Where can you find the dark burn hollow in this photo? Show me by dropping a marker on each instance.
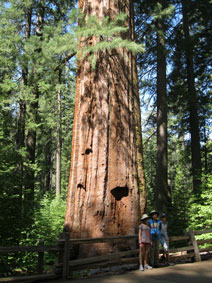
(120, 192)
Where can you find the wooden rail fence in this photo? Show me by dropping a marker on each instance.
(65, 244)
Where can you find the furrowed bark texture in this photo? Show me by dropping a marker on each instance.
(106, 193)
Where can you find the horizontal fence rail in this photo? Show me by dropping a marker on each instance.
(64, 245)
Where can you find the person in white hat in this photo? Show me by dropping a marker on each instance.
(144, 237)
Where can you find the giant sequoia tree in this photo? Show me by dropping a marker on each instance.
(106, 188)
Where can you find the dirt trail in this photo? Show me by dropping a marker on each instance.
(199, 272)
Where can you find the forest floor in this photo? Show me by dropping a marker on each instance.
(198, 272)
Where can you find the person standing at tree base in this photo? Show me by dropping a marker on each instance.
(164, 239)
(155, 228)
(144, 242)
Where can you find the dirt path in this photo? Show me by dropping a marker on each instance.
(199, 272)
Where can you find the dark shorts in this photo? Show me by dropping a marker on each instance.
(145, 245)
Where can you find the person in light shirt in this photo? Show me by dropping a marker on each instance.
(145, 242)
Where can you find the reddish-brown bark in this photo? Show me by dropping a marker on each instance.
(106, 193)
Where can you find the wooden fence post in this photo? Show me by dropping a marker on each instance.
(195, 245)
(41, 258)
(66, 256)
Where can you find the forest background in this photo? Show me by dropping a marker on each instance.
(38, 47)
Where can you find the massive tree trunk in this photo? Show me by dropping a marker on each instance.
(161, 192)
(106, 193)
(192, 102)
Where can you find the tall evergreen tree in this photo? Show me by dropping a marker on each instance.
(192, 102)
(161, 192)
(106, 183)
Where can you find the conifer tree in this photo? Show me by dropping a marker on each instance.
(106, 188)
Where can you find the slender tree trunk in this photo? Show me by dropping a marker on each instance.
(33, 112)
(161, 192)
(192, 102)
(58, 149)
(20, 136)
(106, 193)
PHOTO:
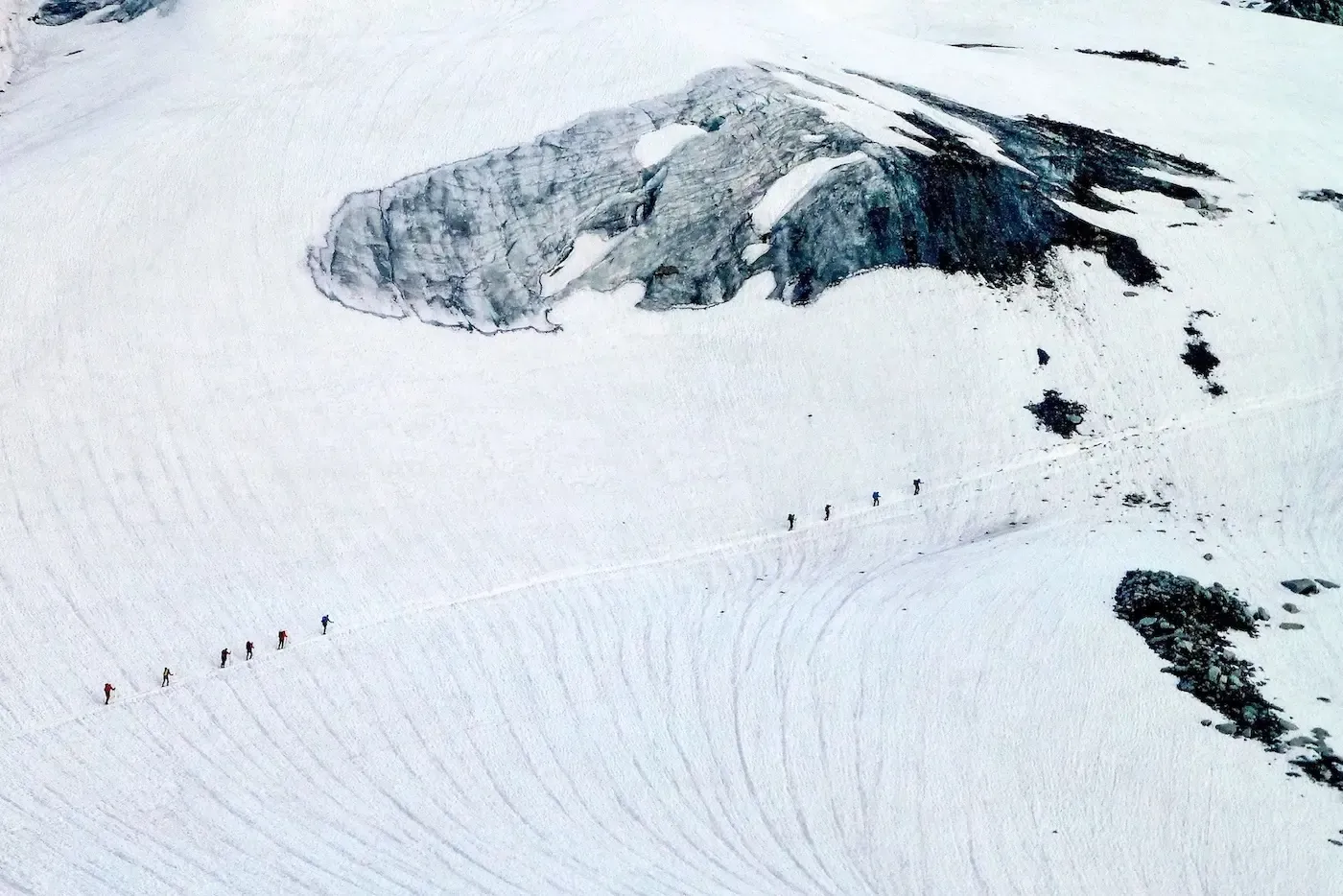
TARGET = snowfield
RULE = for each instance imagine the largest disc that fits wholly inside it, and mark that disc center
(574, 648)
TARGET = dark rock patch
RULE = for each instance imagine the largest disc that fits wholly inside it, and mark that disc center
(1057, 413)
(1330, 197)
(1186, 625)
(1139, 56)
(1325, 11)
(58, 12)
(467, 245)
(1198, 356)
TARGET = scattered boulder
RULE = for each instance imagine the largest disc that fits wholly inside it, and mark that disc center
(1329, 12)
(1186, 624)
(1139, 56)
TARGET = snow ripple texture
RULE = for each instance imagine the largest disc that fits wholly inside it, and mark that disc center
(799, 177)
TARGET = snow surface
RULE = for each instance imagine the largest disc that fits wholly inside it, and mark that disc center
(785, 192)
(574, 649)
(657, 145)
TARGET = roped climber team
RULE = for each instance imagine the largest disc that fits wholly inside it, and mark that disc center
(224, 661)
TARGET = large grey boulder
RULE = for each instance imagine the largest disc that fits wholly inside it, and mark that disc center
(467, 244)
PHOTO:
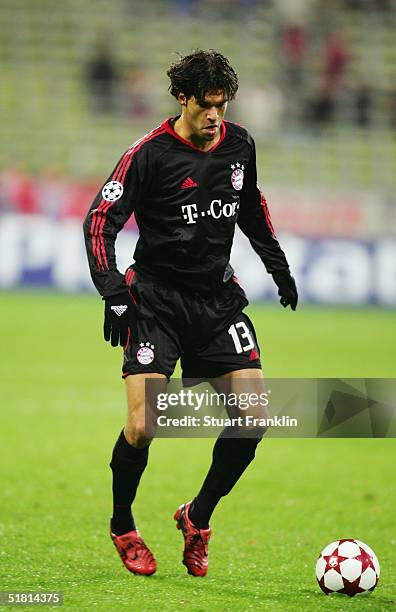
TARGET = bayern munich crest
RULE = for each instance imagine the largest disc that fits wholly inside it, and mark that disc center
(145, 354)
(112, 191)
(237, 176)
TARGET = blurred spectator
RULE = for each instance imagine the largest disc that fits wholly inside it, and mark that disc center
(294, 46)
(363, 105)
(264, 106)
(321, 108)
(102, 79)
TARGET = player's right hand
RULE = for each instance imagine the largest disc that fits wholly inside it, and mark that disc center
(118, 309)
(287, 289)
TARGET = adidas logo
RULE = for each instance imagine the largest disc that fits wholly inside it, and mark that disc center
(188, 183)
(119, 310)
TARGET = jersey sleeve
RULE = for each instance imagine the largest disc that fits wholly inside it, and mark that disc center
(110, 210)
(255, 221)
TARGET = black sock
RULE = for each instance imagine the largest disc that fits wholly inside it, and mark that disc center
(128, 464)
(231, 456)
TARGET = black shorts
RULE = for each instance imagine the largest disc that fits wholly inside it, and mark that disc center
(210, 334)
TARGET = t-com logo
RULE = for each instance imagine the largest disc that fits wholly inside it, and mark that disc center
(216, 210)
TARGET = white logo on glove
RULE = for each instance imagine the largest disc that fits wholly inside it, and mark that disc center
(119, 310)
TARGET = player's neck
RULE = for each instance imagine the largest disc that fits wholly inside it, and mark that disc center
(183, 130)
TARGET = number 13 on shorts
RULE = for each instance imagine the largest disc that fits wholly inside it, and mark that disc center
(241, 336)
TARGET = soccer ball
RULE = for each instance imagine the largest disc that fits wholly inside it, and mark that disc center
(347, 566)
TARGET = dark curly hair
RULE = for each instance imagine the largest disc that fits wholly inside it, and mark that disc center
(200, 73)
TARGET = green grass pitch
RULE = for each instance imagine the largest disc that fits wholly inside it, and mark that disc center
(63, 405)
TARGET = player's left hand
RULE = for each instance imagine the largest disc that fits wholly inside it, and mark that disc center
(286, 288)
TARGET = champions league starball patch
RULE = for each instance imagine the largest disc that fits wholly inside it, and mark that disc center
(145, 354)
(237, 176)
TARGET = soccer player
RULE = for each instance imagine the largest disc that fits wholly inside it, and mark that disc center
(188, 182)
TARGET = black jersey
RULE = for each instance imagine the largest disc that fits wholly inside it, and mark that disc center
(186, 204)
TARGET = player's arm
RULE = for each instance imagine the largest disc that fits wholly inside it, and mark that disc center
(255, 222)
(110, 210)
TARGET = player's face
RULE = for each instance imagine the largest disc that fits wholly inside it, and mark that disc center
(203, 119)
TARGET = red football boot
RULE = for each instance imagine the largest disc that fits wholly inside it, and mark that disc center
(134, 553)
(195, 555)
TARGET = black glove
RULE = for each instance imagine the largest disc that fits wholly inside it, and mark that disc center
(118, 310)
(287, 288)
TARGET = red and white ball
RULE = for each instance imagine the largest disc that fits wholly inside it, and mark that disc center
(347, 566)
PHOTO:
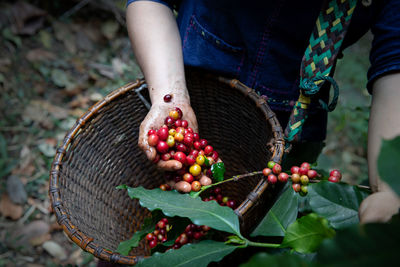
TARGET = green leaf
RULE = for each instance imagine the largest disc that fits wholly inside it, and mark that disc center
(199, 212)
(388, 163)
(282, 213)
(307, 233)
(336, 202)
(147, 227)
(199, 254)
(218, 171)
(363, 245)
(285, 259)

### Exercise
Tally the lines of the entries above that hold the word "glove"; the number is the whole answer.

### Output for this task
2